Schmidt uses Heston to explore the ambiguous politics of atheism. As Heston mocked powerful churches and the American religious consensus, he often punched down. While some cartoons grouped freethinkers with Jews and Mormons, or portrayed how (he thought) Christianity oppresses women or African Americans, just as often, the Old Testament was mocked as Jewish, Mormon polygamy as a barbarity, and religion itself as effeminizing and womanish. More profoundly, the profusion of sinister miters in his cartoons betrays the Protestant roots of his atheism. Many of his critiques of ritual, magic, and superstition drew on deep American suspicions about Popery.

While Heston’s arguments were derivative, he pioneered a caustic, disenchanting humor. When he represents priests and parsons as oinking pigs gathered at the bedside of the dying freethinker, his point is less to argue that clergy are parasites than to strip them of their dignity. Enthusiastic letters praised Heston’s “honest bluntness,” which permitted beleaguered and socially isolated atheists across America to indulge in some old-fashioned ressentiment. The cartoon, as well as his self-taught draftsmanship, pushed Heston toward caricature and crudity, but these also implicitly advanced his materialism more compellingly than his familiar arguments. His cartoons depict a world so nasty, venial, and ridiculous that it has no place for religious ideals.

-- Data provided --
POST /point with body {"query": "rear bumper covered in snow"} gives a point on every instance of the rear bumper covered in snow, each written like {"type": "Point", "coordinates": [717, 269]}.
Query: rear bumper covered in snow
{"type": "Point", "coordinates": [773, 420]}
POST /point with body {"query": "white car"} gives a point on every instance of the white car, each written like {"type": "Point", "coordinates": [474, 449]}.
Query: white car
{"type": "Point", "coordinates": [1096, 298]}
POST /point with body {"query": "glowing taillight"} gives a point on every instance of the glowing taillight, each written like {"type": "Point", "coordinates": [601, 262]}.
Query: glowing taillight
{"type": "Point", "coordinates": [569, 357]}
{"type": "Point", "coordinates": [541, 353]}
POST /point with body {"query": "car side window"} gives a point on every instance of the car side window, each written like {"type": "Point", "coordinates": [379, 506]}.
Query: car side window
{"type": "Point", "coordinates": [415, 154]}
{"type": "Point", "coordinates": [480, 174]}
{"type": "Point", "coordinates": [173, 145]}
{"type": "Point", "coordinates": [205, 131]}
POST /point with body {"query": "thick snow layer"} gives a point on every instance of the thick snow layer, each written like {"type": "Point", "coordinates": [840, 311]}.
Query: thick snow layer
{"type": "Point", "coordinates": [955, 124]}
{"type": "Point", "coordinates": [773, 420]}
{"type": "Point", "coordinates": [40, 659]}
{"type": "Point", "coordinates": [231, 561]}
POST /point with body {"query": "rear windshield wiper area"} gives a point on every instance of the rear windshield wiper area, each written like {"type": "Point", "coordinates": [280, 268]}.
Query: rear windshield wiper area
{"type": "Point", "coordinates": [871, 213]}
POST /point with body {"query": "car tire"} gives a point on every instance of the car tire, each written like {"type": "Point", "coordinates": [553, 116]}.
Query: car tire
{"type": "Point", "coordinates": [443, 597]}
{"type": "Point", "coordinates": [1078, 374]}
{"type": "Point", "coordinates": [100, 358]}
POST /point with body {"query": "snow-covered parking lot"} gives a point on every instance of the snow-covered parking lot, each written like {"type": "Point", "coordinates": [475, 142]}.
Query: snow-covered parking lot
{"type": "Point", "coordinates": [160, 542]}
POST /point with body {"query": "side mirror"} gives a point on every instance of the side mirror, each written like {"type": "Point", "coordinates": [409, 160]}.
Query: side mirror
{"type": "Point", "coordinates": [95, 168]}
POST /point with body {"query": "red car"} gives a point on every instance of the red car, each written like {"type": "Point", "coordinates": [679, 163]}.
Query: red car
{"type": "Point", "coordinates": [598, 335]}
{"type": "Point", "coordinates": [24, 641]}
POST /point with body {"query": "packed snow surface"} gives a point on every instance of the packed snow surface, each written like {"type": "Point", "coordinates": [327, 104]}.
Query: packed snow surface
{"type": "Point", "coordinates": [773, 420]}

-- Work instructions --
1 - In the passage on Heston's cartoons, what animals stand for the priests and parsons gathered at the bedside of the dying freethinker?
2 - Resume the passage on Heston's atheist cartoons after its final sentence.
The material plays no part in the work here.

-- Task-by-task outputs --
1 - They appear as oinking pigs.

2 -
The other chapters of Schmidt’s book provide similarly rich, textured accounts of key atheists’ lives and works. Schmidt is at his best in drawing out social history from the fine details of biography. He instinctively complicates and nuances, and he has a sharp eye for the contradictions between Putnam’s real and reported lives, or the tensions in Heston’s comics between sympathy for the downtrodden and ridicule of them. But by the same token, no broad theory or sharp thesis animates Village Atheists. Surveying the centuries-long battle between the Madisonian majority and the Jeffersonian dissent, Schmidt’s analysis basically boils down to: It’s complicated.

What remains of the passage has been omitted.